■ **PROBLEM DESCRIPTION**
Select all lines holding the word "below" from the entries that follow.

---------- DATA SUPPLIED

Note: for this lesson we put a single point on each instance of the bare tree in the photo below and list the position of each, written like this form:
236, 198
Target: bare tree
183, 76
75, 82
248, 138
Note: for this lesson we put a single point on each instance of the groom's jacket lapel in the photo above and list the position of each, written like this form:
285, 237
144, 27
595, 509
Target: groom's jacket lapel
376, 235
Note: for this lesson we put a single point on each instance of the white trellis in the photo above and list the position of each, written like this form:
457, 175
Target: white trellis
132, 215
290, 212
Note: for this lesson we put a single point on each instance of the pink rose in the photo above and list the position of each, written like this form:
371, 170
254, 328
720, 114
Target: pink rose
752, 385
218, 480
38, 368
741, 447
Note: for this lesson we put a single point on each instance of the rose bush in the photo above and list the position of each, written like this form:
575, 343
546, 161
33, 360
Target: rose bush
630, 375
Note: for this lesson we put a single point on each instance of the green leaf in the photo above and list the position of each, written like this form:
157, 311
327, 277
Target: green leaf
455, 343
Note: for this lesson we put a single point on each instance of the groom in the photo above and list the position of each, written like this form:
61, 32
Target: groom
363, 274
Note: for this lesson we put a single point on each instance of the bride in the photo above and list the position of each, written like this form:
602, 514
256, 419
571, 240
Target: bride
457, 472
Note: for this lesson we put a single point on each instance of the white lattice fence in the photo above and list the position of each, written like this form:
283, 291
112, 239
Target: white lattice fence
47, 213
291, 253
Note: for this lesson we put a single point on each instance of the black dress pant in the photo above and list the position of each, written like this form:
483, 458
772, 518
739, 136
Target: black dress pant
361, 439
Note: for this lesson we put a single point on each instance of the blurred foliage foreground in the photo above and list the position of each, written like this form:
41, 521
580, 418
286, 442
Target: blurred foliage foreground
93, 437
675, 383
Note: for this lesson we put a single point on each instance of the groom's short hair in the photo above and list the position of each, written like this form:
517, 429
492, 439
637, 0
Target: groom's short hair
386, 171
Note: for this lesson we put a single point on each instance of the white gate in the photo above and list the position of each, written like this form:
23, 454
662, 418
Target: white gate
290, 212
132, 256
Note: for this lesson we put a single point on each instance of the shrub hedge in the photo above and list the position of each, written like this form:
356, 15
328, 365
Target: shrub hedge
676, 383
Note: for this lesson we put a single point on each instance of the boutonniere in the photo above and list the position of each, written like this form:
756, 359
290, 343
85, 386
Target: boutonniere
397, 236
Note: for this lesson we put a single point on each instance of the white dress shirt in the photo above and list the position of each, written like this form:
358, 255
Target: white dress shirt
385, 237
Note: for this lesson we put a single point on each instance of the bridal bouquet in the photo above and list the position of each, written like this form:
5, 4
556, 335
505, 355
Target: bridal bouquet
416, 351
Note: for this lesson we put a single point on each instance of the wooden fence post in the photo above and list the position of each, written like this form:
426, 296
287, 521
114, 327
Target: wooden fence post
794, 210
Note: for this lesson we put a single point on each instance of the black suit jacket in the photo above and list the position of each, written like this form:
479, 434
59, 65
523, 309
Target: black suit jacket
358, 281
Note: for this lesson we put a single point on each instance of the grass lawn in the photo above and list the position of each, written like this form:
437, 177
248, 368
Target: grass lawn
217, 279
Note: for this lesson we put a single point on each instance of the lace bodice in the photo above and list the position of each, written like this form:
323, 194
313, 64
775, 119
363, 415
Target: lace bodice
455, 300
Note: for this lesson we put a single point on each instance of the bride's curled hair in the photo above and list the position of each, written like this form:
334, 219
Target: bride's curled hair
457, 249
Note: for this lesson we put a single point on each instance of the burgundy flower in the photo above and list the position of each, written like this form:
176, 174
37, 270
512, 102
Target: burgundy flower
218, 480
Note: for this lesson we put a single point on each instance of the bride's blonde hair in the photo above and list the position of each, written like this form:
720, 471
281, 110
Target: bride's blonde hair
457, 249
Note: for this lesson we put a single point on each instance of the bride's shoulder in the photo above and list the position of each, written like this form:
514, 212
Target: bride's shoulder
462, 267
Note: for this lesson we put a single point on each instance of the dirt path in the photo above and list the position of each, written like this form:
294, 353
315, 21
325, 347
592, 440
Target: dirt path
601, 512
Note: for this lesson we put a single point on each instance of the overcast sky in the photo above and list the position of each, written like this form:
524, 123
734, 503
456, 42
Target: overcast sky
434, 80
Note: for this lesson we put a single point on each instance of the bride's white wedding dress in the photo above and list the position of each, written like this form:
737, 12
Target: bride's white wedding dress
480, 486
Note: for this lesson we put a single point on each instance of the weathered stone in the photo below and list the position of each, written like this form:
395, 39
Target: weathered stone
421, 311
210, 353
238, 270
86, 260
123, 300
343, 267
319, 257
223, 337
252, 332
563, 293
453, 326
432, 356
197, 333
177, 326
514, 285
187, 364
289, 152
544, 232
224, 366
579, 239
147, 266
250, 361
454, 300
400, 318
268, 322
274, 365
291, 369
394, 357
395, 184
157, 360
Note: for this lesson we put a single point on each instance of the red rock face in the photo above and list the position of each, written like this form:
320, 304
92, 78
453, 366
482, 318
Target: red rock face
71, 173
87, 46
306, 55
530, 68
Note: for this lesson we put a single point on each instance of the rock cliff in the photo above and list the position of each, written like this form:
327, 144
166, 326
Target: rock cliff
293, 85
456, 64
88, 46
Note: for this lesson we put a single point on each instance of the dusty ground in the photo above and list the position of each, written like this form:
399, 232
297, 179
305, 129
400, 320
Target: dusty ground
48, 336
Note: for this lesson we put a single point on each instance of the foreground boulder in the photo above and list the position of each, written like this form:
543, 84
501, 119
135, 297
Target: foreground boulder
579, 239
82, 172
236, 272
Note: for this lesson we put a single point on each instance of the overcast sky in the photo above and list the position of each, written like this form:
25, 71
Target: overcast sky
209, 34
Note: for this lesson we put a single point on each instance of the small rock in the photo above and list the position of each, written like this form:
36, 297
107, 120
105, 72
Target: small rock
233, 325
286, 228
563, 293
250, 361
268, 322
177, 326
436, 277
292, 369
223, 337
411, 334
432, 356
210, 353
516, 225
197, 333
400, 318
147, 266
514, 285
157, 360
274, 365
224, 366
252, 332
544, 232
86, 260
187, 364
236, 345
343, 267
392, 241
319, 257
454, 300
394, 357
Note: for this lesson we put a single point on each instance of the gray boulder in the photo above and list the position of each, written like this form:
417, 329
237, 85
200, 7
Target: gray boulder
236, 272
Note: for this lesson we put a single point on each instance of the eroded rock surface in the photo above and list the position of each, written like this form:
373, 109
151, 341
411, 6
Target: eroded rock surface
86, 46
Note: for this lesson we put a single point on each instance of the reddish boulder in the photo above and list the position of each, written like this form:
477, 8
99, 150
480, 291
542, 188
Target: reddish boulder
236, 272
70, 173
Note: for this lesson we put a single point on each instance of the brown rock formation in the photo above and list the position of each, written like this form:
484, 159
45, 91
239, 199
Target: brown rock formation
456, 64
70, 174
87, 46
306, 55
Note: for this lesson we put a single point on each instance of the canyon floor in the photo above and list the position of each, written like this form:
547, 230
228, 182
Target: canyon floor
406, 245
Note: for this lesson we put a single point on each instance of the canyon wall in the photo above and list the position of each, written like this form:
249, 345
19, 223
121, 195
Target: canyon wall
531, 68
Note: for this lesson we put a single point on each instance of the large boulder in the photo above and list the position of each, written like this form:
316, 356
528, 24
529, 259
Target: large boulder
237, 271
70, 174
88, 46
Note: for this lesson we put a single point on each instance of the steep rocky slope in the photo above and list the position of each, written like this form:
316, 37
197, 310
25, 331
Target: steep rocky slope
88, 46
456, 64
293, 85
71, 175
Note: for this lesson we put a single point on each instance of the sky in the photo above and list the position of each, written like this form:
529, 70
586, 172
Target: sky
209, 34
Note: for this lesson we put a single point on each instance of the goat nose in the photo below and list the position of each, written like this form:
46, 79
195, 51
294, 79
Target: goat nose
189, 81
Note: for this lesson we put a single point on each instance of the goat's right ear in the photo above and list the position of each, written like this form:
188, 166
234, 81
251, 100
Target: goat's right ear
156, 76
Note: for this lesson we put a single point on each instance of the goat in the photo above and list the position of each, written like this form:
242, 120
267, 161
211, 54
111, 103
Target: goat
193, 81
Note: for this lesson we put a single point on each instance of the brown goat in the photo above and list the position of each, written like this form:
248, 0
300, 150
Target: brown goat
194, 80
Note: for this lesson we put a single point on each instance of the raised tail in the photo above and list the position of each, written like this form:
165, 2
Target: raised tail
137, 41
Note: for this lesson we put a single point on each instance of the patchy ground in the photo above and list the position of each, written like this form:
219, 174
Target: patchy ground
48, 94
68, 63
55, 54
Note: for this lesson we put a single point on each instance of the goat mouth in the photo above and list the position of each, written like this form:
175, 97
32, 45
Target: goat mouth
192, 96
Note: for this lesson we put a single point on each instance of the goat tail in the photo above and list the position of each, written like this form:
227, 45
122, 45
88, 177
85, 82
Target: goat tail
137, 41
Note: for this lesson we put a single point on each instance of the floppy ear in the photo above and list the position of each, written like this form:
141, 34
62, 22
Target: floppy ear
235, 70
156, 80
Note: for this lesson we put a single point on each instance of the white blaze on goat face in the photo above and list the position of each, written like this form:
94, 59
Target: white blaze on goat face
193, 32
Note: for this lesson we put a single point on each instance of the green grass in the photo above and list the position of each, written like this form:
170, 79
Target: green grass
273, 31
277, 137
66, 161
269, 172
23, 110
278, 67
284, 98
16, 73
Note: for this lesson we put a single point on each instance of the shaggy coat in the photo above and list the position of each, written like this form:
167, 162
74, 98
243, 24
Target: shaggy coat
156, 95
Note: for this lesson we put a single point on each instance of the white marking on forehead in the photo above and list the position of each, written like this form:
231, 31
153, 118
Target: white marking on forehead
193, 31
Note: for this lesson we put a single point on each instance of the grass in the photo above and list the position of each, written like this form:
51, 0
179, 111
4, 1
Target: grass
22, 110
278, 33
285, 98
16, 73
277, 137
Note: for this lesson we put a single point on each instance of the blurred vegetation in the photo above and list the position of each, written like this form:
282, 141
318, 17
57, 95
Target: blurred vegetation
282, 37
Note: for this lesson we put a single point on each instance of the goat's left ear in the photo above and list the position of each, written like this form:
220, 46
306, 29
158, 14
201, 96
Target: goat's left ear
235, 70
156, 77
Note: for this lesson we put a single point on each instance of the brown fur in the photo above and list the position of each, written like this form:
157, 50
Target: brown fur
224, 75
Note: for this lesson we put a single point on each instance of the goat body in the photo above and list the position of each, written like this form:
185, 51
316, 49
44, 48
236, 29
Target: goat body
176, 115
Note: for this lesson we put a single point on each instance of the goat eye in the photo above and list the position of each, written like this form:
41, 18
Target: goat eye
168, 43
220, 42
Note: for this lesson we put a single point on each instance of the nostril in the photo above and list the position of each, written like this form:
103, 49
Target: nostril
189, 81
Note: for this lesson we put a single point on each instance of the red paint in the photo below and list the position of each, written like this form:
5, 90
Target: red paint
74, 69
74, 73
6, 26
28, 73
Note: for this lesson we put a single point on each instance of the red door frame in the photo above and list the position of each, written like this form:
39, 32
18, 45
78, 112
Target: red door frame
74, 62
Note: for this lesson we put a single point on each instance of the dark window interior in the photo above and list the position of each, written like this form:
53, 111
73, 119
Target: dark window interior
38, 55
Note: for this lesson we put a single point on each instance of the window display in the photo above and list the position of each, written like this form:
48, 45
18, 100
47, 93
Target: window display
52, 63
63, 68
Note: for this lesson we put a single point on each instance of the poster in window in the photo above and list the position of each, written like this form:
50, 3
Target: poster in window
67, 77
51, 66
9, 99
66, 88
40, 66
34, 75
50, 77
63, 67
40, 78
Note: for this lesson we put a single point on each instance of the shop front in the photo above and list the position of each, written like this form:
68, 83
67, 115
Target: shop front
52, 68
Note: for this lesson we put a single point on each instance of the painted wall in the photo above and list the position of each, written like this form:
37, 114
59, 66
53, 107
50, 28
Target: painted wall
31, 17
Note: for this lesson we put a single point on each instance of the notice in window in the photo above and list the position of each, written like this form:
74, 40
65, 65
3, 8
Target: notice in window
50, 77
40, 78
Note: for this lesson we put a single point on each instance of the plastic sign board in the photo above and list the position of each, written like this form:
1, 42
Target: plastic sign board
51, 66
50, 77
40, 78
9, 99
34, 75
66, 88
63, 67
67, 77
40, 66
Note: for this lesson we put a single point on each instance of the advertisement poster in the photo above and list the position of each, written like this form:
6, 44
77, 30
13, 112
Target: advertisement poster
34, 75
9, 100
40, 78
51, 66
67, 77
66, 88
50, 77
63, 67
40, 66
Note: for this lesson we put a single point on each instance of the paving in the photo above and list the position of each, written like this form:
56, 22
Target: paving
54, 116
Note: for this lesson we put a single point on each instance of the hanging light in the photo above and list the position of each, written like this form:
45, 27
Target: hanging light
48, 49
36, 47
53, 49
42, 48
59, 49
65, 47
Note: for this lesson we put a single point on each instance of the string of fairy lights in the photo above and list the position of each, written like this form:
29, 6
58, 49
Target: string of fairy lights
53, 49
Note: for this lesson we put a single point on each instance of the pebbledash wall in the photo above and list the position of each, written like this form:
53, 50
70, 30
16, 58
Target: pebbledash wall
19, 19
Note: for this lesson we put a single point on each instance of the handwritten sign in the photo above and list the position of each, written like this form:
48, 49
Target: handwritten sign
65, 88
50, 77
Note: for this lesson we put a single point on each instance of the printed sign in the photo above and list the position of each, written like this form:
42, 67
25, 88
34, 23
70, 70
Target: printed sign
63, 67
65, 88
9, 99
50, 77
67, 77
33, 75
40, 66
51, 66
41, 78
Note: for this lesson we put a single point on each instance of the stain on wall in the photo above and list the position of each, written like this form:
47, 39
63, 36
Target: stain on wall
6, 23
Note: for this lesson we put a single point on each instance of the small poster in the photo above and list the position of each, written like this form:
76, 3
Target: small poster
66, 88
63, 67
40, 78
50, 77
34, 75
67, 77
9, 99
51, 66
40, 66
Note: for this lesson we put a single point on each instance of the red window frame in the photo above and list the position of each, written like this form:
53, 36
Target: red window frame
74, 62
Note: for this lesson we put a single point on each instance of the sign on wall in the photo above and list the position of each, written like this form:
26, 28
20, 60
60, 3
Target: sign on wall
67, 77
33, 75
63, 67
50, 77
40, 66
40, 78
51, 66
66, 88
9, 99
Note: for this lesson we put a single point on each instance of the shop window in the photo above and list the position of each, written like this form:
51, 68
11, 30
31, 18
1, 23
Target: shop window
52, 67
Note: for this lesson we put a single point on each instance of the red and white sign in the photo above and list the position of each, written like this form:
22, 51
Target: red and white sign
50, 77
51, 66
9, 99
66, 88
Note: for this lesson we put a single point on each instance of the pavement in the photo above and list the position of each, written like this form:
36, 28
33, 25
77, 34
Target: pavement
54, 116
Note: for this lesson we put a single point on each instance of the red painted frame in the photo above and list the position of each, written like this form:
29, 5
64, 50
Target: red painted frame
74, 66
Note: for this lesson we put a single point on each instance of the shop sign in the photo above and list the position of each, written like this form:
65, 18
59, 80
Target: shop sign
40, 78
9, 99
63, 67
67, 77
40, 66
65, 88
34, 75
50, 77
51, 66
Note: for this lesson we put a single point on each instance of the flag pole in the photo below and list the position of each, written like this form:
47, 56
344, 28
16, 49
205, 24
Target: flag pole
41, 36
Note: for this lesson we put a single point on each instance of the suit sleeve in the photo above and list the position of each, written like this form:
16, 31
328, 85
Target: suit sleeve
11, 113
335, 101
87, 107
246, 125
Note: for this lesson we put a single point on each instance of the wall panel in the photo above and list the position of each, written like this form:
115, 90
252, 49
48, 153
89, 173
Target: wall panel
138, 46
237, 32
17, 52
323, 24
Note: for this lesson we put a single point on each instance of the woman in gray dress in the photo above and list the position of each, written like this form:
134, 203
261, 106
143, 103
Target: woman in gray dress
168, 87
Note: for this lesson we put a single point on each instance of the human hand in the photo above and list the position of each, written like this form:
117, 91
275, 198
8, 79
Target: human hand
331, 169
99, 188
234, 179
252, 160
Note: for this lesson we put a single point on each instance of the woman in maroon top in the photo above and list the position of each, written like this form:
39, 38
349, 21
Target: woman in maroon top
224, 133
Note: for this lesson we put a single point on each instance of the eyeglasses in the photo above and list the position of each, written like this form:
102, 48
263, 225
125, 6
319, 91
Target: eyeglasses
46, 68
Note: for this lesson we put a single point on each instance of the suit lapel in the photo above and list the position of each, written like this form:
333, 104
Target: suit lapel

--------------------

■ **WORKED SOLUTION**
Note: for this lesson we put a single point on each instance of the bare tree in the photo below and list the position of each, written like this form:
Note: for this lesson we put a single point on each instance of the weathered stone in the photo below and list the position of each, written like this form:
Note: for this lesson we put a single point on each instance of the goat nose in the photo below and list the position of each, written like this form:
Note: for this lesson we put a single point on each instance of the red paint in the photo below and list the position of each, written like this form:
Note: for this lesson we put a single point on each instance of the flag pole in the photo below and list the position of each, written like this form:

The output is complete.